_Exercise details_
Give all of the lines again exactly as they read.
================================
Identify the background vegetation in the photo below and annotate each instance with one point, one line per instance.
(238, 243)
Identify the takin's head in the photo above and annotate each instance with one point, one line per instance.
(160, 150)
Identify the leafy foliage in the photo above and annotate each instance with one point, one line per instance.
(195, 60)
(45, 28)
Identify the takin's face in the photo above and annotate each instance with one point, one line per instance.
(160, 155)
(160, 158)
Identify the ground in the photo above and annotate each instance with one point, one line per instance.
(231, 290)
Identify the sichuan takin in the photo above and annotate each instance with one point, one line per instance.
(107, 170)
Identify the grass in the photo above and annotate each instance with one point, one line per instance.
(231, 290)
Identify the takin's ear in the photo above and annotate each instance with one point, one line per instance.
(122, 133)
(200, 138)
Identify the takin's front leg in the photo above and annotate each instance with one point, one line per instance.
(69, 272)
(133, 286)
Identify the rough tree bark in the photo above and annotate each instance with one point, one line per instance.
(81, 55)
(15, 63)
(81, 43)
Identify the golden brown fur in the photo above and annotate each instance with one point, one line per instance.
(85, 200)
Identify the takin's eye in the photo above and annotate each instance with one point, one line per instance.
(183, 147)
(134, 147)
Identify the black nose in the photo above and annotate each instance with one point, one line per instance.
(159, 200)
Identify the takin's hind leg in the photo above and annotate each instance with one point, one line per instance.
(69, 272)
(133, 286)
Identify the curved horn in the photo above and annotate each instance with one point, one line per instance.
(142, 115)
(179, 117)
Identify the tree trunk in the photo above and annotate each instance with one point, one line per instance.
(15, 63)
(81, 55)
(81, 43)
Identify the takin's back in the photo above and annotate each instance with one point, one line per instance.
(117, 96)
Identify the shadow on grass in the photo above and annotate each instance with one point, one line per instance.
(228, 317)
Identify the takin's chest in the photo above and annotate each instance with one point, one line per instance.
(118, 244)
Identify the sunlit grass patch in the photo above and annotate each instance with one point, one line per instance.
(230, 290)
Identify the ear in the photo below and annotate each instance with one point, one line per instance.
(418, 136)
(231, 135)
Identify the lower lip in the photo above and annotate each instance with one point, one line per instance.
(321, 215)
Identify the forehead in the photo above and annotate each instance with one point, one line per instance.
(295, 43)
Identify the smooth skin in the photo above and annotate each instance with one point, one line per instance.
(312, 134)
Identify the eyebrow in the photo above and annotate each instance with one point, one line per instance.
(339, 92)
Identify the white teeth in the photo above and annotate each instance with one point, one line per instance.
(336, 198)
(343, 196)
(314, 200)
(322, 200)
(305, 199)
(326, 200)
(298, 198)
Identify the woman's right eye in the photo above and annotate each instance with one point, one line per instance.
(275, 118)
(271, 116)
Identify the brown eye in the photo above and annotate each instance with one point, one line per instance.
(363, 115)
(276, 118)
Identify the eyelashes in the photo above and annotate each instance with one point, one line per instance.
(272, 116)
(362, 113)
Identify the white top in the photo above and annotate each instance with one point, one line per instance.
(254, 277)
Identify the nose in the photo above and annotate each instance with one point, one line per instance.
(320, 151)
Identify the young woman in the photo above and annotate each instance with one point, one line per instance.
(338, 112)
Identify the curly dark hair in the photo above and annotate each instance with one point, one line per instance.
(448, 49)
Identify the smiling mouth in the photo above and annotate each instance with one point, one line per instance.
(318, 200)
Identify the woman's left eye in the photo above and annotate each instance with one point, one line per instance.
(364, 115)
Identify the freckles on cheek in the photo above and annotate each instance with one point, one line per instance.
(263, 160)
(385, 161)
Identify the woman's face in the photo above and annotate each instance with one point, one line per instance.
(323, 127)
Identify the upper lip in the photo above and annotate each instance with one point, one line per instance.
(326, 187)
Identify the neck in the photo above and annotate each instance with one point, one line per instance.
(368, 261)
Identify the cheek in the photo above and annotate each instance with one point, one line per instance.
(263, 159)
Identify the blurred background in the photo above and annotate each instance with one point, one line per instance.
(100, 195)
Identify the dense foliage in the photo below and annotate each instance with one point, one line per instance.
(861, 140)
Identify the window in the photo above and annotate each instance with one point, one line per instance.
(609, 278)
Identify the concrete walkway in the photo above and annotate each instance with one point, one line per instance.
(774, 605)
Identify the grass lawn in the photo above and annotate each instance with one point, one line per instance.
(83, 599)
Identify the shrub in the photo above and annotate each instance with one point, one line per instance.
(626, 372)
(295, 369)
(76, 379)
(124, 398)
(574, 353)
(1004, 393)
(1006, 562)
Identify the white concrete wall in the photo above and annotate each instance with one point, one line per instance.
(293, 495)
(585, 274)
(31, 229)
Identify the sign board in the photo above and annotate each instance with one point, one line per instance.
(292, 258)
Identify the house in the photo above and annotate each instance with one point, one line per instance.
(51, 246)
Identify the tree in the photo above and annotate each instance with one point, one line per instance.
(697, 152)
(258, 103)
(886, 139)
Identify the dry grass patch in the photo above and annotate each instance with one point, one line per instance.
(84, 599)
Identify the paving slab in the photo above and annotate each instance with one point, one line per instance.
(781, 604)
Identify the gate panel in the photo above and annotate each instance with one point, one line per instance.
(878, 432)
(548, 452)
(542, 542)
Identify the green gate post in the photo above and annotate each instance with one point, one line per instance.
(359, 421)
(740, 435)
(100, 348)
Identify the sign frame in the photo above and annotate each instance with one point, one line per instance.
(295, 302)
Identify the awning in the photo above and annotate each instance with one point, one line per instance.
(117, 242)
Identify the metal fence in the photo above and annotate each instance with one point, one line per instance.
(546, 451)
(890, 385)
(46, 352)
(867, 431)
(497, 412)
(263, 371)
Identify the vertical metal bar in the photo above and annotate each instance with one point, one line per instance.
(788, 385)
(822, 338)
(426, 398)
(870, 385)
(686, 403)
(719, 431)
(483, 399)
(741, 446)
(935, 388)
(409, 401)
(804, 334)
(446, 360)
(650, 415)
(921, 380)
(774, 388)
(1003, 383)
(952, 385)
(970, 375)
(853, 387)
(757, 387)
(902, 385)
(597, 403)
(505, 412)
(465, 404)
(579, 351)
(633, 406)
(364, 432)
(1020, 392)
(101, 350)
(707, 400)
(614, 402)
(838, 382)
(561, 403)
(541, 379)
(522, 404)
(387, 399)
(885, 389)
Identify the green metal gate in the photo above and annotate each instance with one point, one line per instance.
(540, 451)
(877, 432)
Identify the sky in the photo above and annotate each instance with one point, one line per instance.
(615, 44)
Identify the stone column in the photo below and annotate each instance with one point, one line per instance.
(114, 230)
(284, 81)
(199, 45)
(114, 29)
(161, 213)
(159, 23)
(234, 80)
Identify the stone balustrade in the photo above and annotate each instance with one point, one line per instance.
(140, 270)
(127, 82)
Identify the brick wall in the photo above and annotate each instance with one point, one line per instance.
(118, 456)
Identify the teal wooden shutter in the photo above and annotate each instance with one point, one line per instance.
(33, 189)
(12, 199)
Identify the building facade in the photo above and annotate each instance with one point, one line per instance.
================================
_Answer to the problem_
Identify the background vegetation in the photo below and annotate each instance with one point, one line per instance.
(238, 243)
Identify the takin's head in the photo above and annotate each instance with one point, one line per instance.
(160, 150)
Identify the leafy foliage in the photo above and annotate each instance with one point, one line per instance.
(195, 60)
(45, 28)
Identify the takin's face in the photo above and annotate each instance with one point, one line per instance.
(160, 155)
(160, 158)
Identify the ground in the photo above and annotate each instance with one point, one line per instance.
(231, 290)
Identify the sichuan takin in the photo above and annotate each instance with one point, one line per instance.
(107, 170)
Identify the grass in the photo above and annotate each instance with one point, one line per instance.
(231, 290)
Identify the takin's ear in the photo above and annotate each instance with one point, one line per instance.
(122, 133)
(200, 138)
Identify the takin's front leg in the photo above and annotate each instance with one point, one line per instance.
(69, 272)
(133, 286)
Identify the rough tree bark in the photo above and annotate each instance with one point, one line per instance.
(81, 55)
(15, 63)
(81, 43)
Identify the golden brown fur in the photo above and annotate each instance with one point, one line per instance.
(85, 200)
Identify the takin's eye in the photo above and annotate each instance with one point, one line per instance.
(183, 147)
(134, 147)
Identify the black nose in the photo above and annotate each instance with one point, one line per instance.
(159, 200)
Identify the takin's hind leg in the photo above and annotate each instance with one point, one line per instance.
(69, 272)
(133, 286)
Identify the curved horn in the photo above and annotate each instance with one point, one line per instance.
(142, 115)
(179, 117)
Identify the tree trunk in the photo above and annotate each instance with one point, one line per instance.
(15, 63)
(81, 55)
(81, 43)
Identify the takin's back in the photo above and annotate each instance with one point, one line per instance.
(117, 96)
Identify the shadow on grass in the photo above and annotate each instance with one point, one line per instance.
(228, 317)
Identify the takin's chest in the photo above and annotate each instance with one point, one line per instance.
(118, 244)
Identify the sunlit grass patch in the photo above and annotate each instance with one point, one line per instance.
(230, 290)
Identify the ear in the photo below and annotate each instance with one point, one line per instance.
(418, 136)
(231, 135)
Identify the lower lip in the photo above and annotate each instance with one point, one line per instance.
(321, 215)
Identify the forehead in the photo above and annotate each instance with one point, one line per instance.
(295, 43)
Identify the smooth skin in the photo above and annotate each instance with one point, one line per instance.
(312, 134)
Identify the eyebrow in the photo above and annotate each instance with one point, one line per instance.
(339, 92)
Identify the white teeth in the photo above and annotate each instance with one point, one line per instance.
(336, 198)
(343, 196)
(314, 200)
(322, 200)
(305, 199)
(326, 200)
(298, 198)
Identify the woman's right eye in the photo above and annotate each instance with one point, one line per instance.
(275, 118)
(271, 116)
Identify the brown eye in the photo above and annotate each instance with one point, one line per instance.
(363, 115)
(276, 118)
Identify the eyelashes in the photo above and annotate each instance with one point, one line per instance.
(272, 116)
(362, 113)
Identify the white top in the photo above and annotate each instance with one point, one line per instance.
(254, 277)
Identify the nose in the photo above and annotate each instance with one point, one line per instance.
(320, 151)
Identify the young woman in the photo above and annotate each instance with one point, one line per instance.
(338, 112)
Identify the curly dark hair in the photo above and annotate each instance with one point, one line per instance.
(448, 49)
Identify the smiling mouth in the photo above and annotate each instance with one point, one line per instance.
(318, 200)
Identify the woman's left eye in the photo above and annotate each instance with one point, one line per instance.
(364, 115)
Identify the freckles on cheek in the photo above and annotate each instance with one point, one line per instance.
(263, 160)
(385, 161)
Identify the woman's face in the photo above and annotate each instance with one point, one line per instance.
(323, 127)
Identify the upper lip in the photo above and annotate each instance with one point, one line per instance.
(326, 187)
Identify the neck in the photo above and annotate each instance with one point, one line per instance.
(368, 261)
Identify the cheek in the photo above and annotate each instance with one point, one line per instance.
(263, 159)
Identify the blurred background in the photo above and annotate each instance with one point, one line per instance.
(100, 195)
Identify the dense foliage in the photo below and annotate each instance with one point, one line per instance.
(861, 140)
Identify the window in the photo above and annotate each instance with one point, one line per instance.
(609, 278)
Identify the concrete walkway in the photo above and annotate each instance with one point, one line per instance.
(774, 605)
Identify the grass lawn in the photo above and annotate each instance with one point, one line per instance.
(83, 599)
Identify the shrub in the photo above and annotate each instance with one point, one line per instance.
(626, 372)
(295, 369)
(76, 379)
(124, 398)
(574, 353)
(1004, 393)
(1006, 562)
Identify the white concrete wall in the photo above and annotate each instance with one point, one line per instance.
(293, 495)
(585, 274)
(31, 229)
Identify the sign board in the photo above and annotate each instance with one point, one line per instance.
(292, 258)
Identify the house in the photo above and annotate each instance with one point, one line per instance.
(51, 246)
Identify the tree in the photo above and annotate each instance with one point, one line per instance.
(697, 152)
(258, 103)
(886, 139)
Identify the dry grass patch in the photo above and annotate each instance with one point, one line per instance.
(84, 599)
Identify the paving slab in the photo above and annotate each instance with one point, one line per instance.
(781, 604)
Identify the gate panel in the photo above and annotate each instance with one point, one line per instance.
(878, 432)
(548, 452)
(542, 542)
Identify the green gate post in the photo above and annotate each instance with one point, one line per instance.
(359, 421)
(740, 435)
(100, 348)
Identify the sign frame in the photo above and annotate each instance with one point, one line per instance.
(295, 302)
Identify the awning in the photo above and annotate each instance with one point, one line per instance.
(117, 242)
Identify the metal fence in the photo above and annotate each instance with one point, one line per instance.
(546, 451)
(890, 385)
(46, 352)
(867, 431)
(497, 412)
(263, 371)
Identify the vertical metal bar in the photo above and annotate each instance with one point, one line per instance.
(788, 385)
(822, 338)
(426, 398)
(870, 385)
(686, 403)
(719, 431)
(483, 399)
(741, 446)
(935, 388)
(409, 401)
(804, 334)
(446, 360)
(650, 415)
(921, 380)
(774, 388)
(1003, 383)
(952, 385)
(970, 375)
(853, 387)
(757, 387)
(902, 385)
(597, 403)
(505, 412)
(465, 404)
(579, 351)
(633, 406)
(364, 432)
(1020, 392)
(101, 350)
(707, 400)
(614, 402)
(838, 382)
(561, 403)
(541, 379)
(522, 404)
(387, 399)
(885, 389)
Identify the green metal gate in the photo above and annotate each instance with one point, one line per instance.
(540, 451)
(877, 432)
Identify the sky in the photo above and annotate each instance with one point, one line per instance.
(615, 44)
Identify the stone column in the photo below and annotate each instance with one point, one line per instance.
(114, 230)
(284, 81)
(199, 45)
(114, 29)
(161, 213)
(159, 23)
(234, 80)
Identify the stone balustrade in the photo above and annotate each instance with one point, one line per instance.
(140, 270)
(127, 82)
Identify the brick wall in the photo above and annotate each instance with one point, one line per instance.
(118, 456)
Identify the teal wooden shutter in the photo above and annotate each instance with one point, one line per instance.
(33, 189)
(12, 199)
Identify the building facade in the photo above and annotate each instance with one point, one line per instance.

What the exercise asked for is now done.